[EDITORS' NOTE: THIS PAGE CONTAINS HEADNOTES. HEADNOTES ARE NOT AN OFFICIAL PRODUCT OF THE COURT, THEREFORE THEY ARE NOT DISPLAYED.] *Page 450 The defendant testified: "I gave Mr. Nichols part of the insurance." Nichols placed half of it with the American Underwriters' Fire Insurance Company of Monroe county and the other half with another company. Whilst Nichols solicted the business he did it as the ordinary insurance broker on his own account and not as the representative of a particular company. The defendant employed him to place the insurance, i e., to select the companies, instructing him to select old line, not assessment companies. It is established then beyond dispute from the lips of the defendant himself that in selecting the companies Nichols acted as his agent and in making the selection departed from his instructions. The case involves the ordinary transaction between an insurance broker and his customer. The customer instructed the broker to place the insurance with old line companies; the broker, departing from his instructions, procured and delivered policies of co-operative companies. The customer took the policies, paid the premiums, and for months had the protection of the insurance. The question is whether he can escape the liability assumed on the acceptance of the policy on the ground that his agent departed from his instructions in selecting a co-operative *Page 451 instead of an old line company to write the insurance. In my opinion an affirmative answer to that question will establish a dangerous rule.
It may be that Nichols represented the company in delivering the policy. But there is no claim of any misrepresentation as to the terms of the policy itself. The policy was the New York standard form of policy, precisely such a policy as would have been issued by an old line company. The defendant's liability to an assessment arose not from the terms of the policy but from the character of the company selected by Nichols and was imposed by section 268 of the Insurance Law (Laws of 1909, chapter 33). There was no suppression or misrepresentation by Nichols of any of the terms of the policy, and no such "inequitable, unfair or deceptive conduct" on his part as takes the place of positive fraud within the meaning of the cases cited by my brother CUDDEBACK. Nichols did not understand that the obligation of a member of a co-operative company was governed by said section of the Insurance Law. In that respect he made a mistake of law and that mistake of law led him to depart from his customer's instructions in the performance of an act done for the customer.

◆ **WHAT TO WORK ON**:
a) According to the opinion, why did Nichols place the insurance with a co-operative company even though his customer had told him to use old line companies? Answer in one to three sentences.
b) List everything the opinion says the customer did or had after the broker procured and delivered the policies of co-operative companies.
c) Answer each question from the opinion:
(i) Which company received half of the insurance that Nichols placed?
(ii) What form of policy was issued?
(iii) What law imposed the defendant's liability to an assessment?

(Pointing dataset records)

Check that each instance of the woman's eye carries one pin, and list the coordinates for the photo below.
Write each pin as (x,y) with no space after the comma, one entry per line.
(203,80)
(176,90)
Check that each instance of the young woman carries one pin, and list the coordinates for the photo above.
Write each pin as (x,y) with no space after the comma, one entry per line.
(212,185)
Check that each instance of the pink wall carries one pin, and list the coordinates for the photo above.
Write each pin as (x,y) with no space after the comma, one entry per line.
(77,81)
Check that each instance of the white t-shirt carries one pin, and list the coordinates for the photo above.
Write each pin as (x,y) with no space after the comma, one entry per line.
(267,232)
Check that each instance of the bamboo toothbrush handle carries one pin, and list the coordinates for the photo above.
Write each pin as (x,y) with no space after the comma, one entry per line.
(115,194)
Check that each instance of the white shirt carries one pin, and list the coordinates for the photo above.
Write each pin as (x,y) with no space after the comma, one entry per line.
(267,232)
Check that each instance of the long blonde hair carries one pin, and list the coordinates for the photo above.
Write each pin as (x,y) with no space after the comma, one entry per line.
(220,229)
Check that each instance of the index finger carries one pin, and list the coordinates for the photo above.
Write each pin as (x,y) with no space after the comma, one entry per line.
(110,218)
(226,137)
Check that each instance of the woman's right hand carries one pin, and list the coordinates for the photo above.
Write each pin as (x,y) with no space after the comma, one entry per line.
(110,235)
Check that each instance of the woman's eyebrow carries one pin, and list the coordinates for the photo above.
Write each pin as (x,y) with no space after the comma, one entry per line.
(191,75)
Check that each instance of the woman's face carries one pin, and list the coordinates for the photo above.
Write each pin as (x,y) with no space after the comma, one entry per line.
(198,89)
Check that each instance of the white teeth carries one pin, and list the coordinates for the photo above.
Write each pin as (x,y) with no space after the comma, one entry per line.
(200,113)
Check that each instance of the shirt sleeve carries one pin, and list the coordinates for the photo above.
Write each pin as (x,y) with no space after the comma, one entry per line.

◆ **RESULTS**:
a) Nichols did not understand that section 268 of the Insurance Law governed the obligation of a member of a co-operative company. He made a mistake of law, and that mistake led him to depart from his customer's instructions.

b)
- He took the policies.
- He paid the premiums.
- For months, he had the protection of the insurance.

c)
(i) The American Underwriters' Fire Insurance Company of Monroe county.
(ii) The New York standard form of policy.
(iii) Section 268 of the Insurance Law (Laws of 1909, chapter 33).